**Instructions to follow:** A faithful transcription of all the records is required.

************

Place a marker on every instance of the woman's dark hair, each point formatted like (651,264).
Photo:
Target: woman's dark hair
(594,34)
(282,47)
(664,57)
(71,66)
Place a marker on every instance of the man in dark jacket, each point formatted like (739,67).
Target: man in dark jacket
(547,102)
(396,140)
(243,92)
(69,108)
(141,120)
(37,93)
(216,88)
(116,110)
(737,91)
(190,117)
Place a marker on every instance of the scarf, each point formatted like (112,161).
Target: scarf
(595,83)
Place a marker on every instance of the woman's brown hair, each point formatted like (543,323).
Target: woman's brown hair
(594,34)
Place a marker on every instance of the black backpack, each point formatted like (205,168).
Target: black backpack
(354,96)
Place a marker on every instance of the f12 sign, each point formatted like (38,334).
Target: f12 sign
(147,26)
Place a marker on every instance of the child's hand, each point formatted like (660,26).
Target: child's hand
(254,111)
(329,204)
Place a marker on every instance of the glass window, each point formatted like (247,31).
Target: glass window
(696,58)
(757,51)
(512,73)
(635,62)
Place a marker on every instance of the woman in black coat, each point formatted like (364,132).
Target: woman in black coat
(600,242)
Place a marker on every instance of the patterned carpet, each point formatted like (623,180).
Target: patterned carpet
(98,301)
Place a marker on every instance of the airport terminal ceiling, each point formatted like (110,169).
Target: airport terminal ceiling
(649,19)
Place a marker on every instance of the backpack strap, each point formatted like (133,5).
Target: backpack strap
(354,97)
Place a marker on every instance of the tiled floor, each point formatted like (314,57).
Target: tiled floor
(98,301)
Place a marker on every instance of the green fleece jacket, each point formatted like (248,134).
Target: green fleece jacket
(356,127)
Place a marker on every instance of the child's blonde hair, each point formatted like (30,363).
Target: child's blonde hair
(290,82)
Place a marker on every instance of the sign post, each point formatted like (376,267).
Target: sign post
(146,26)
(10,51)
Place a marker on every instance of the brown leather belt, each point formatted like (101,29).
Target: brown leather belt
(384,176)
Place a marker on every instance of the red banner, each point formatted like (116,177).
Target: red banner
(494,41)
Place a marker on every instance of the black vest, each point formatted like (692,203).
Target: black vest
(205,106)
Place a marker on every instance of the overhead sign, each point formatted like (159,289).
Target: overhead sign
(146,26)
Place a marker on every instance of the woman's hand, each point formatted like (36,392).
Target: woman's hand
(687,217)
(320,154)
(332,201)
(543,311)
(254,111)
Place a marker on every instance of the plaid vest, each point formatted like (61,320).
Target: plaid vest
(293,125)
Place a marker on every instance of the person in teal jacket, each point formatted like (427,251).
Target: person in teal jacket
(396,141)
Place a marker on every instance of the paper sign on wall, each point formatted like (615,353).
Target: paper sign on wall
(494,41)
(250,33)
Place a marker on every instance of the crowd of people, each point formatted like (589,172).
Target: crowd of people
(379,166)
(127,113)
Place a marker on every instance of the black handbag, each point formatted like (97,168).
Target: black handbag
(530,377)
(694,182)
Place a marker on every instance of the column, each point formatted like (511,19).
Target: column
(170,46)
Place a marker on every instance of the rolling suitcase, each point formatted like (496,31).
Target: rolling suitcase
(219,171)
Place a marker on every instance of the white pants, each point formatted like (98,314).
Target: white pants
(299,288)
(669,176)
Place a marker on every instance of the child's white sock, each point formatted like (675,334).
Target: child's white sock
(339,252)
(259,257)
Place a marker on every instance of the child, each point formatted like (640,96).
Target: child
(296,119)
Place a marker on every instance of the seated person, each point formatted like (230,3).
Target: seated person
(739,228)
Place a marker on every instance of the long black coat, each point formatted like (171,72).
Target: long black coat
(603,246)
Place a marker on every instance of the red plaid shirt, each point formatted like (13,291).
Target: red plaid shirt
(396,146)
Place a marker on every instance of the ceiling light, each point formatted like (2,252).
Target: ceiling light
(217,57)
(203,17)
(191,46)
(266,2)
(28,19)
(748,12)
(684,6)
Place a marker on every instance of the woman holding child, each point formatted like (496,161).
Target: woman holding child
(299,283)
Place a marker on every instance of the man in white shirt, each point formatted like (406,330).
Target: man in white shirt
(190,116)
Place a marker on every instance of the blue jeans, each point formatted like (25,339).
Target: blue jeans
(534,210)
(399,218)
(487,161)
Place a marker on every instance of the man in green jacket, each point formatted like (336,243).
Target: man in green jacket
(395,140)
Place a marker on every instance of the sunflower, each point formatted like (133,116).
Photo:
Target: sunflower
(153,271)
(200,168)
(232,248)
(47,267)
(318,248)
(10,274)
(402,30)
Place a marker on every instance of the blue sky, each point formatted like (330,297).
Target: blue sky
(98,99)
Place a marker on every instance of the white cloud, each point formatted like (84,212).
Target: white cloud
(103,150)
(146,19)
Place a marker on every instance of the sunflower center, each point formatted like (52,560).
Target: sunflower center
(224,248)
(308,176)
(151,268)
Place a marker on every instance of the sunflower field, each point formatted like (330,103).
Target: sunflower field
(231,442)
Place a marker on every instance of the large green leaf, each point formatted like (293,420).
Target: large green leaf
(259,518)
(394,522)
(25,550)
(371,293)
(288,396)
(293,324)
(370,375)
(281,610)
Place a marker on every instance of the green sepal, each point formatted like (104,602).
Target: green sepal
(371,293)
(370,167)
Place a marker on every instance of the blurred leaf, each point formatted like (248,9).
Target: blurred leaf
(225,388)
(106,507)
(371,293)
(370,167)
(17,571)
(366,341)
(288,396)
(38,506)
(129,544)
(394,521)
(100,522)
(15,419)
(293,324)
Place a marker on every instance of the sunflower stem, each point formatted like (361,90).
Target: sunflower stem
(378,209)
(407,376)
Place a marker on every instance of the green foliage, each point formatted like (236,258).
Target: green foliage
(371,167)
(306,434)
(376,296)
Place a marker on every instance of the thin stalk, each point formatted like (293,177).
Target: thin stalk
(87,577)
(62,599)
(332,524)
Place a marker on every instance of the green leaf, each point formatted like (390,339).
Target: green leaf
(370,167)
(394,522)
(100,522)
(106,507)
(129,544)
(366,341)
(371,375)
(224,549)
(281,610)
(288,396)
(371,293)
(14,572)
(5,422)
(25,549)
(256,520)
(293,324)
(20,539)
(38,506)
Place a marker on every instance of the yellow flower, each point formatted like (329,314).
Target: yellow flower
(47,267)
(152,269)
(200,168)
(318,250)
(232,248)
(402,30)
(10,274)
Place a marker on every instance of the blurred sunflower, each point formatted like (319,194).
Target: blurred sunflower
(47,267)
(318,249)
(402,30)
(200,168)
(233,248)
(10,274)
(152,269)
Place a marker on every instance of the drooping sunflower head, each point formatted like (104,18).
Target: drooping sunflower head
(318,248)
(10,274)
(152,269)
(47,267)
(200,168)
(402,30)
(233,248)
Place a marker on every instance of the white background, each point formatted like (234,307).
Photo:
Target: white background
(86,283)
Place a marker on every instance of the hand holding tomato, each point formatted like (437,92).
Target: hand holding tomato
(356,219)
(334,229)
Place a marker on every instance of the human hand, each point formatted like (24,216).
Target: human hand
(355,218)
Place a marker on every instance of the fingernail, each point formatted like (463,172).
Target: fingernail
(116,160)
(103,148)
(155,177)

************

**Task answer:**
Place a marker on every instance of the woman's dark hair, each point formatted like (651,264).
Photo:
Target: woman's dark hair
(594,34)
(282,47)
(664,57)
(71,66)
Place a marker on every instance of the man in dark jacket, each point formatted like (739,67).
Target: man in dark jacket
(547,102)
(396,140)
(243,92)
(69,108)
(141,120)
(37,93)
(216,88)
(116,110)
(737,91)
(190,117)
Place a marker on every instance of the scarf, each point formatted like (112,161).
Target: scarf
(595,83)
Place a marker on every instance of the woman's brown hair, each point formatted like (543,323).
Target: woman's brown hair
(594,34)
Place a marker on every instance of the black backpack, each point formatted like (205,168).
Target: black backpack
(354,96)
Place a marker on every instance of the f12 sign, each point formatted like (38,334).
Target: f12 sign
(147,26)
Place a marker on every instance of the child's hand, each point formatted like (660,26).
Target: child's hand
(254,111)
(329,204)
Place a marker on every instance of the glass window, each point formatted like (247,31).
Target: glass window
(696,58)
(757,51)
(512,73)
(635,62)
Place a marker on every instance of the woman in black coat, each point formatted like (364,132).
Target: woman in black coat
(600,242)
Place a marker on every instance of the patterned carpet, each point formatted like (623,180).
Target: patterned carpet
(98,301)
Place a marker on every instance of the airport terminal ceiling, each point formatted like (110,169).
Target: airport terminal ceiling
(649,19)
Place a marker on every instance of the backpack strap, each point formatted like (133,5).
Target: backpack strap
(354,97)
Place a marker on every instance of the tiled floor, each point formatted like (314,57).
Target: tiled floor
(98,301)
Place a marker on every instance of the green fleece jacket, each point formatted like (248,134).
Target: green fleece jacket
(356,127)
Place a marker on every instance of the child's blonde hair, each point formatted like (30,363).
Target: child's blonde hair
(290,82)
Place a marker on every instance of the sign post, each point formatted like (376,267).
Target: sign post
(146,26)
(10,51)
Place a marker on every instance of the brown leather belt, each point formatted like (101,29).
Target: brown leather belt
(384,176)
Place a marker on every instance of the red banner, each point formatted like (116,177).
Target: red banner
(494,41)
Place a marker on every instance of the black vest, each point formatted like (692,203).
Target: black vest
(205,106)
Place a marker on every instance of the overhead sign, each point formatted like (159,289).
Target: overhead sign
(146,26)
Place a marker on every instance of the woman's hand, each point formatted like (36,392).
Target: woman's hand
(687,217)
(320,154)
(332,201)
(543,311)
(254,111)
Place a marker on every instance of the plaid vest, each point formatted like (61,320).
Target: plaid vest
(293,125)
Place a marker on every instance of the person in teal jacket, each point formatted like (427,251).
Target: person in teal jacket
(396,141)
Place a marker on every instance of the paper sign on wall, each point formatted like (615,353).
Target: paper sign on wall
(494,41)
(250,33)
Place a marker on every instance of the crowd of people, each point formatted like (589,172).
Target: crowd of people
(379,166)
(127,113)
Place a marker on every instance of the black handbag, each point formatted like (97,168).
Target: black handbag
(530,377)
(694,182)
Place a marker on every instance of the column, each point formatted like (511,19).
Target: column
(170,46)
Place a marker on every instance of the rolling suitcase, each point formatted like (496,31).
Target: rolling suitcase
(219,171)
Place a marker on every instance of the white pants, each point formatted like (98,314).
Target: white pants
(299,288)
(669,176)
Place a marker on every instance of the child's white sock, each point formatted like (675,334).
Target: child's white sock
(339,252)
(259,257)
Place a marker on every instance of the child, each point formatted like (640,96).
Target: child
(296,119)
Place a marker on every instance of the seated person, each point formatted like (230,3).
Target: seated person
(739,228)
Place a marker on every instance of the long black coat, each point formatted like (171,72).
Target: long black coat
(603,246)
Place a marker on every instance of the red plaid shirt, each point formatted like (13,291).
Target: red plaid shirt
(396,146)
Place a marker on every instance of the ceiling light, each point formatted like (2,252).
Target: ceiling light
(217,57)
(203,17)
(191,46)
(266,2)
(28,19)
(748,12)
(684,6)
Place a marker on every instance of the woman holding child, each point formatted like (496,161).
Target: woman holding child
(299,283)
Place a marker on every instance of the man in white shirt, each point formatted like (406,330).
Target: man in white shirt
(190,116)
Place a marker on every instance of the blue jeans, each point formatted like (25,339).
Target: blue jeans
(534,210)
(399,218)
(487,161)
Place a marker on every instance of the man in green jacket, each point formatted like (336,243).
Target: man in green jacket
(395,140)
Place a marker on every instance of the sunflower, each point formatted like (133,116).
Photo:
Target: sunflower
(153,271)
(200,168)
(232,248)
(47,267)
(318,248)
(10,274)
(402,30)
Place a marker on every instance of the blue sky, each point formatted like (330,297).
Target: blue sky
(98,99)
Place a marker on every instance of the white cloud, each point formatted like (84,212).
Target: white cloud
(103,150)
(146,19)
Place a marker on every instance of the sunflower center, each point formatted like (52,560).
Target: sunflower center
(224,248)
(308,176)
(151,268)
Place a marker on every instance of the sunflower field, each point formatted like (330,103).
Target: sunflower field
(231,442)
Place a marker on every instance of the large green leaf, each point formatted like (293,420).
Target: large green leaf
(259,518)
(394,522)
(25,550)
(371,293)
(288,396)
(293,324)
(370,375)
(281,610)
Place a marker on every instance of the green sepal, each point formatted like (104,602).
Target: green sepal
(371,293)
(370,167)
Place a marker on every instance of the blurred leaf, each point formatted like (248,9).
Target: blurred leaf
(225,388)
(106,507)
(371,293)
(370,167)
(17,571)
(366,341)
(288,396)
(38,506)
(129,544)
(394,521)
(100,522)
(15,419)
(293,324)
Place a marker on every instance of the sunflower stem, each point formatted like (361,90).
Target: sunflower stem
(378,209)
(407,376)
Place a marker on every instance of the green foliage, each point formatted like (236,258).
Target: green foliage
(371,167)
(306,434)
(376,296)
Place a marker on every instance of the thin stalk, each point formatted like (293,177).
Target: thin stalk
(87,577)
(62,599)
(332,524)
Place a marker on every instance of the green leaf, each point formatted like (390,339).
Target: green leaf
(370,167)
(394,522)
(100,522)
(106,507)
(129,544)
(366,341)
(371,375)
(224,549)
(281,610)
(288,396)
(371,293)
(14,572)
(5,422)
(25,549)
(256,520)
(293,324)
(20,539)
(38,506)
Place a marker on every instance of the yellow flower, each point formatted like (329,314).
Target: yellow flower
(47,267)
(152,269)
(200,168)
(318,250)
(232,248)
(402,30)
(10,274)
Place a marker on every instance of the blurred sunflower, each point formatted like (319,194).
Target: blurred sunflower
(47,267)
(318,249)
(402,30)
(200,168)
(233,248)
(10,274)
(152,269)
Place a marker on every instance of the drooping sunflower head, each point formatted like (104,18).
Target: drooping sunflower head
(318,248)
(10,274)
(152,269)
(47,267)
(200,168)
(402,30)
(233,248)
Place a marker on every instance of the white background, each point formatted like (234,307).
Photo:
Target: white background
(86,283)
Place a marker on every instance of the hand holding tomato, each point formatted like (437,92).
Target: hand holding tomato
(356,219)
(334,229)
Place a marker on every instance of the human hand, each point formatted like (24,216).
Target: human hand
(355,218)
Place a marker on every instance of the fingernail, each point formatted like (463,172).
Target: fingernail
(116,160)
(103,148)
(155,177)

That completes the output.